** Start of Data entries **

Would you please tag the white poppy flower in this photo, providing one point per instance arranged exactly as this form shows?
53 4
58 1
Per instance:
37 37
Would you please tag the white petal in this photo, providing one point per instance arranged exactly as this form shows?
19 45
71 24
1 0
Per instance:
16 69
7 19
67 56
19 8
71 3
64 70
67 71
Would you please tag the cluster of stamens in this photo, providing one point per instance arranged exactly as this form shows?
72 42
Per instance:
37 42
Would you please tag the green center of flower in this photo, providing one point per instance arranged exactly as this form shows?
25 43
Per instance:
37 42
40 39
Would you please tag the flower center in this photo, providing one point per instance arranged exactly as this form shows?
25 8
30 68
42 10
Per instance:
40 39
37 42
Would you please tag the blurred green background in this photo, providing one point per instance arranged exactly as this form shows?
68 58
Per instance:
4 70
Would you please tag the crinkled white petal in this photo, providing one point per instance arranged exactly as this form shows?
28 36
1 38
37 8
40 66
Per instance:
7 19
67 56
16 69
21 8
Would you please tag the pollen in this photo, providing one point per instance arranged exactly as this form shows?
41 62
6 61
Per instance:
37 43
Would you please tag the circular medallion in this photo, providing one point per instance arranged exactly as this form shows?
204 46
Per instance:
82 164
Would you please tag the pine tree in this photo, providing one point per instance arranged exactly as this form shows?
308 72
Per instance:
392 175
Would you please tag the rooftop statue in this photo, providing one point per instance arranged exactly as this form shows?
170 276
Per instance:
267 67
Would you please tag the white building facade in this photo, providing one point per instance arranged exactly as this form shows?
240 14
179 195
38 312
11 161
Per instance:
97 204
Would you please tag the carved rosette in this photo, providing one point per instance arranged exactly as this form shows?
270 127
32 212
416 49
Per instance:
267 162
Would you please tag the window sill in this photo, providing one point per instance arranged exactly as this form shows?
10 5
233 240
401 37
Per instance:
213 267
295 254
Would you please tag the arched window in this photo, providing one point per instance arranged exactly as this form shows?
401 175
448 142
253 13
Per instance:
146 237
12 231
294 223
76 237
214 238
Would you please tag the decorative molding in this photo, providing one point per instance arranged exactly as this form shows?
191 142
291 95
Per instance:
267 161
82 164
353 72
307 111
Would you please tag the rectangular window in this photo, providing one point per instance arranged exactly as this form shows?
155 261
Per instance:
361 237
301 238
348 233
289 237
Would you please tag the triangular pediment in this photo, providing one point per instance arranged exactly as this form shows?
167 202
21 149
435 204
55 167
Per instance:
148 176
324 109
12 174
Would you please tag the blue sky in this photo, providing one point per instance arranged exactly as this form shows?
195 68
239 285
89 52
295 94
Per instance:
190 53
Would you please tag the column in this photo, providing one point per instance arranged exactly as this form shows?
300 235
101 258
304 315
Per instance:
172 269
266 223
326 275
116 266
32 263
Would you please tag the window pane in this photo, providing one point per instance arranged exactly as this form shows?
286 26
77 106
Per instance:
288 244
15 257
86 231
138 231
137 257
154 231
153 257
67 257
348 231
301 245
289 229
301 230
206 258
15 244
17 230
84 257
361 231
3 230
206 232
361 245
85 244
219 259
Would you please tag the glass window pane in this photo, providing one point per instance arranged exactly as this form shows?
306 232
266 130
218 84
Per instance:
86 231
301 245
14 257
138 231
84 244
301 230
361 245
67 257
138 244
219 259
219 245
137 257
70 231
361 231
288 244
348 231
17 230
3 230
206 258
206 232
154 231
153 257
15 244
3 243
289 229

** End of Data entries **

Transcribe the material above word for word.

Would you please tag the white poppy flower in this photo, providing one point per instance arranged exactly as this form shows?
53 4
58 1
Per instance:
37 37
Would you please tag the white petal in this photo, providing one point per instance arranged exactly as this form shows?
19 45
71 24
1 0
Per instance:
16 69
7 19
67 56
19 8
71 3
64 70
67 71
Would you please tag the cluster of stamens in this photo, providing one point per instance arranged exactly as this form shows?
72 42
Per instance:
37 42
Would you please tag the green center of flower in this photo, providing one point per instance arranged exactly as this form shows?
25 43
Per instance:
37 42
40 39
Would you please tag the flower center in this photo, providing one point per instance arranged exactly as this form shows?
25 8
30 68
42 10
Per instance:
40 39
37 42
Would you please tag the blurred green background in this photo, providing one point per instance arranged exactly as this form shows?
68 58
Per instance:
4 70
Would you please tag the crinkled white petal in this photo, providing one point per instance arranged exactly as this form shows?
28 36
1 38
37 8
40 66
Per instance:
7 19
67 56
16 69
21 8
Would you please tag the pollen in this photo, providing one point per instance arranged exactly as this form shows?
41 62
6 61
Per instance:
37 43
Would you please tag the circular medallion in this photo, providing one point per instance arranged exactly as this form shows?
204 46
Per instance:
82 164
Would you please tag the pine tree in this photo, providing one point per instance arranged exactly as this form shows?
308 72
Per instance:
392 175
Would you please tag the rooftop statue in this photo, providing one point per instance arranged exactly as this form shows?
170 276
Per instance:
267 67
Would you please tag the white building facade in this photo, providing one point per instance arranged exactly as this form shows?
240 14
179 195
38 312
11 161
Per instance:
97 204
Would you please tag the carved rosette in this photo, providing one point per instance arranged exactly as this form shows?
270 127
32 212
416 49
Per instance:
267 162
Would you please tag the window sill in this photo, providing one point per instance arranged exactly as this form shows?
10 5
233 240
401 37
Per instance:
213 267
295 254
Would you please tag the arched window in this photo, providing one point per instance arranged exactly as this form shows?
401 175
448 142
253 13
Per instance:
146 237
12 231
294 223
76 237
214 238
Would you please tag the decorative molding in this photo, providing one point per instance arranged exactly as this form shows?
191 142
291 95
Per instance:
267 161
82 164
353 72
307 111
Would you please tag the rectangular window in this photo, providing one point per instance arranged exactly as this form shows?
155 261
Per instance:
361 237
301 238
348 233
289 237
Would you please tag the triangular pediment in this photo, providing one point per instance arranged exactly as this form shows?
167 202
21 149
435 204
55 167
Per instance:
148 176
324 109
12 174
Would you please tag the blue sky in this photo, providing one point per instance arranged exactly as this form shows?
195 68
239 285
89 52
295 94
Per instance:
190 53
Would you please tag the column in this photo, providing one point per instance arranged exactly as this form shows?
300 235
101 258
304 315
Per instance:
172 269
266 223
326 275
116 266
32 263
Would you please tag the window pane in this photo, providing one point per instance arranged exactly as this form shows?
286 26
77 106
Per instance:
288 244
15 257
86 231
138 231
137 257
154 231
153 257
67 257
348 231
301 245
289 229
301 230
206 258
15 244
17 230
84 257
361 231
3 230
206 232
361 245
85 244
219 259
Would you please tag the glass window pane in this photo, providing one point per instance arranged exactly as this form shows?
306 232
266 130
218 84
Per instance:
86 231
301 245
14 257
138 231
84 244
301 230
361 245
67 257
138 244
219 259
219 245
137 257
70 231
361 231
288 244
348 231
17 230
3 230
206 258
206 232
154 231
153 257
15 244
3 243
289 229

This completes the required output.